**Extrait:**
- - -

Alors, de Kundry comme d’Amfortas, Parsifal a pitié. Il verse l’eau baptismale sur le front de la pénitente, et, suivi par elle et par Gurnemanz, il reprend le chemin du Montsalvat. C’est le vendredi-saint. Les chevaliers en prière adjurent encore une fois le misérable Amfortas de découvrir le Graal. Il s’y refuse, et déjà ses compagnons menacent de lui faire violence. Mais Parsifal apparaît. De la lance reconquise il touche la blessure mystérieuse et la guérit. Proclamé roi du Graal à la place d’Amfortas, il monte les degrés de l’autel et ses mains pures élèvent le cristal sanglant. L’œuvre de miséricorde est accomplie, et sur Kundry mourante, sur Amfortas pardonné, sur les chevaliers à genoux, descend la colombe mystique, messagère de grâce, de paix et de salut.

- - -

**Liste des données:**
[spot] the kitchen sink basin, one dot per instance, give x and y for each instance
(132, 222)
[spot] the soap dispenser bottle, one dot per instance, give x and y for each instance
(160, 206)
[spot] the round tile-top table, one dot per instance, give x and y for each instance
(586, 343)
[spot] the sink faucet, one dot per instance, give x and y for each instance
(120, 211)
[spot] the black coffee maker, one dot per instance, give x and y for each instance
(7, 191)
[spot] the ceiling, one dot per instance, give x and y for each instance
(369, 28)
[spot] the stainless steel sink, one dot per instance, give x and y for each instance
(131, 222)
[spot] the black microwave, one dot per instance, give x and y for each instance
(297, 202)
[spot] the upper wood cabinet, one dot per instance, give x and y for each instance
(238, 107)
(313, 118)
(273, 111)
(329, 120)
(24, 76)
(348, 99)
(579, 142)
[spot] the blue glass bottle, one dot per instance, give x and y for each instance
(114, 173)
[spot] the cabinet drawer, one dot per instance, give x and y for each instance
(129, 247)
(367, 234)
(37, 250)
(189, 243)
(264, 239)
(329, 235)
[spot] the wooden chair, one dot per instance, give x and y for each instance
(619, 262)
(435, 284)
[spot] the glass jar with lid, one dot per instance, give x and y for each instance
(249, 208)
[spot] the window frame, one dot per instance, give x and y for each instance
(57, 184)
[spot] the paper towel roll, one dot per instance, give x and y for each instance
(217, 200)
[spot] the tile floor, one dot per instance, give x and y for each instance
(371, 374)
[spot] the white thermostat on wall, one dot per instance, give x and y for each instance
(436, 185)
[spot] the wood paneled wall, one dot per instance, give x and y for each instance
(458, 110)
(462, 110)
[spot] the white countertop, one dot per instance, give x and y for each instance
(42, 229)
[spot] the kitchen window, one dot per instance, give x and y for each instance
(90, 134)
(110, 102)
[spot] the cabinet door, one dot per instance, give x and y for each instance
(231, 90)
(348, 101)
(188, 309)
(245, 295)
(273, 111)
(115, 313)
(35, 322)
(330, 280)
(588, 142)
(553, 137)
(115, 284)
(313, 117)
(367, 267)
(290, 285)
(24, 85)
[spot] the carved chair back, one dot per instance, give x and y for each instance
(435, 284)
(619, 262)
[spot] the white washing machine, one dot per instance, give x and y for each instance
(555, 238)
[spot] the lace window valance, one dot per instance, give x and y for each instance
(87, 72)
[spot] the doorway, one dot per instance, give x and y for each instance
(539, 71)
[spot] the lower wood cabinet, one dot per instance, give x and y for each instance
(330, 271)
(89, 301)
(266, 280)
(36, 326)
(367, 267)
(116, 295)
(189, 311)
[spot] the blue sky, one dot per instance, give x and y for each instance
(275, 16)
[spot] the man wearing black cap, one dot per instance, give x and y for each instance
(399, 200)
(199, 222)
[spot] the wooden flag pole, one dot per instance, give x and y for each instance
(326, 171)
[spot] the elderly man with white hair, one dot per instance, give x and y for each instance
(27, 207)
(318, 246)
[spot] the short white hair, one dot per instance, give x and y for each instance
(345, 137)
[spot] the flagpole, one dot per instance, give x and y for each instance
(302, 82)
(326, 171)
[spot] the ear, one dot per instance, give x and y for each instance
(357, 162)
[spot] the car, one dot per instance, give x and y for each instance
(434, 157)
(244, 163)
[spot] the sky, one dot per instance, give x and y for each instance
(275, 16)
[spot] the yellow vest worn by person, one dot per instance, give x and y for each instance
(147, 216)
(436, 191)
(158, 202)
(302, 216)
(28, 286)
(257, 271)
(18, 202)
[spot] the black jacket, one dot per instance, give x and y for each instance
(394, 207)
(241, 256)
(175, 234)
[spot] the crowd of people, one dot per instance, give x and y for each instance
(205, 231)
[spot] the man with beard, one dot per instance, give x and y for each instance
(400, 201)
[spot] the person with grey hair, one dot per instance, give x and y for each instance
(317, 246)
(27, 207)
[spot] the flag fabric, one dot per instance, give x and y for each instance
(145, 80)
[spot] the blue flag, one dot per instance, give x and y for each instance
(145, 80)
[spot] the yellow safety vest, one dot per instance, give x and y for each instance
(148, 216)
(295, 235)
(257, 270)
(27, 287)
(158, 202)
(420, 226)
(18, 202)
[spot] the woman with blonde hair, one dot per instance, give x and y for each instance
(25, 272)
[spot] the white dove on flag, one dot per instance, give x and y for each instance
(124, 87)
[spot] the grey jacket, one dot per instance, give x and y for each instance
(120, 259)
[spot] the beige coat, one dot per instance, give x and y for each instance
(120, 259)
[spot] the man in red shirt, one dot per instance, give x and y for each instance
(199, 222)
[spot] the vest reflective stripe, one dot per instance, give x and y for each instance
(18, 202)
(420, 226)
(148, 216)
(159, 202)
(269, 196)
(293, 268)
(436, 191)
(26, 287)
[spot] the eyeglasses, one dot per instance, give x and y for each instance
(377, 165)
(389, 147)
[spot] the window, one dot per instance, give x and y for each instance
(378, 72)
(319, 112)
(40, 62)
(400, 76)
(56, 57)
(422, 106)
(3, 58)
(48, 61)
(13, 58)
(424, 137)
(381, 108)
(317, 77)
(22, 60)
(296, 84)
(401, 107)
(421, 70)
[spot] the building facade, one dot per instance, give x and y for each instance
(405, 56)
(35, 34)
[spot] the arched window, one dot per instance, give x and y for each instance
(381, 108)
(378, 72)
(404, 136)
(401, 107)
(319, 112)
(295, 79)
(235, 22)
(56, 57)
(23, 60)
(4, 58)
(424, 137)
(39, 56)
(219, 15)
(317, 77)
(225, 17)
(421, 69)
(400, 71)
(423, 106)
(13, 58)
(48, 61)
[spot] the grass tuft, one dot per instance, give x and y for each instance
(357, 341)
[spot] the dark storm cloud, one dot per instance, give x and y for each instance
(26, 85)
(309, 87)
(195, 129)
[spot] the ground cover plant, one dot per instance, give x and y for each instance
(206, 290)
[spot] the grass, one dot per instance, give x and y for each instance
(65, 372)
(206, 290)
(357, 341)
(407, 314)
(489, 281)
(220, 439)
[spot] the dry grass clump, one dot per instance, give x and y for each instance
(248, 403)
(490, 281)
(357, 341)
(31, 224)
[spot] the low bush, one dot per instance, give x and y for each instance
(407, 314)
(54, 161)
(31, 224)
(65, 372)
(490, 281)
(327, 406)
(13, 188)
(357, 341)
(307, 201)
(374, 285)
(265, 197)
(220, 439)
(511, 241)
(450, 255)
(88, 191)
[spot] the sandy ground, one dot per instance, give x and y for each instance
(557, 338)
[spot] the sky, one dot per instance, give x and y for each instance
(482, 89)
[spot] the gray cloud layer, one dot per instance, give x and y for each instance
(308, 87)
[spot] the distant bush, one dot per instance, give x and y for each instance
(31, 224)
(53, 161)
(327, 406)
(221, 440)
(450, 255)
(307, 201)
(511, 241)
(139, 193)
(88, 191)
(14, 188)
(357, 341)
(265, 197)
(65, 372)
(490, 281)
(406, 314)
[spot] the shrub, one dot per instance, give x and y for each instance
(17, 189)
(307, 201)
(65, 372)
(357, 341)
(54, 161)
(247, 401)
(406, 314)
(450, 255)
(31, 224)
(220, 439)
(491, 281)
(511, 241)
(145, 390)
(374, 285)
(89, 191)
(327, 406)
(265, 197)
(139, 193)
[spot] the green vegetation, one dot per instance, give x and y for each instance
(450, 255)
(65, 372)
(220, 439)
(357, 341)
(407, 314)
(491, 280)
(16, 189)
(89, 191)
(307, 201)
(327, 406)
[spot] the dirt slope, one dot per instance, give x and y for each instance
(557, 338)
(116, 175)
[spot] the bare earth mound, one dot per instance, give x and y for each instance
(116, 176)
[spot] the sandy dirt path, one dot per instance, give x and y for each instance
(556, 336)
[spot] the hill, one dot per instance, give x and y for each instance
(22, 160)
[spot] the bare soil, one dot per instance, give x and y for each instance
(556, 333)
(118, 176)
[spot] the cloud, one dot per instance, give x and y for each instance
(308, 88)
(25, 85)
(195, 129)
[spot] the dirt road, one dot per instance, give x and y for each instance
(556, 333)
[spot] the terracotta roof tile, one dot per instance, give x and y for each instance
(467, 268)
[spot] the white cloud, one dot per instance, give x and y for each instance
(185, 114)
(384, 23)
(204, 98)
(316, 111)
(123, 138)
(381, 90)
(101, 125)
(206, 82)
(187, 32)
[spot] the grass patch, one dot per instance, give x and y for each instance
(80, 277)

- - -

**Consigne 1:**
Recopiez mot pour mot le passage de l'extrait sur Parsifal, de « Alors, de Kundry » à « et de salut. ».
**Consigne 2:**
Résumez sous forme de liste le paragraphe de l'extrait sur Parsifal qui commence par « Alors, de Kundry comme d'Amfortas », en gardant ses faits principaux.

**Réponse complète 1:**
Alors, de Kundry comme d’Amfortas, Parsifal a pitié. Il verse l’eau baptismale sur le front de la pénitente, et, suivi par elle et par Gurnemanz, il reprend le chemin du Montsalvat. C’est le vendredi-saint. Les chevaliers en prière adjurent encore une fois le misérable Amfortas de découvrir le Graal. Il s’y refuse, et déjà ses compagnons menacent de lui faire violence. Mais Parsifal apparaît. De la lance reconquise il touche la blessure mystérieuse et la guérit. Proclamé roi du Graal à la place d’Amfortas, il monte les degrés de l’autel et ses mains pures élèvent le cristal sanglant. L’œuvre de miséricorde est accomplie, et sur Kundry mourante, sur Amfortas pardonné, sur les chevaliers à genoux, descend la colombe mystique, messagère de grâce, de paix et de salut.

**Réponse complète 2:**
- Parsifal a pitié de Kundry et d'Amfortas.
- Il baptise Kundry, puis reprend le chemin du Montsalvat avec elle et Gurnemanz.
- C'est le vendredi saint : les chevaliers supplient Amfortas de découvrir le Graal. Il refuse, et ils menacent de le forcer.
- Parsifal arrive et guérit la blessure d'Amfortas en la touchant avec la lance reprise.
- Proclamé roi du Graal à la place d'Amfortas, il monte à l'autel et élève le cristal sanglant.
- La colombe mystique descend sur Kundry mourante, sur Amfortas pardonné et sur les chevaliers à genoux.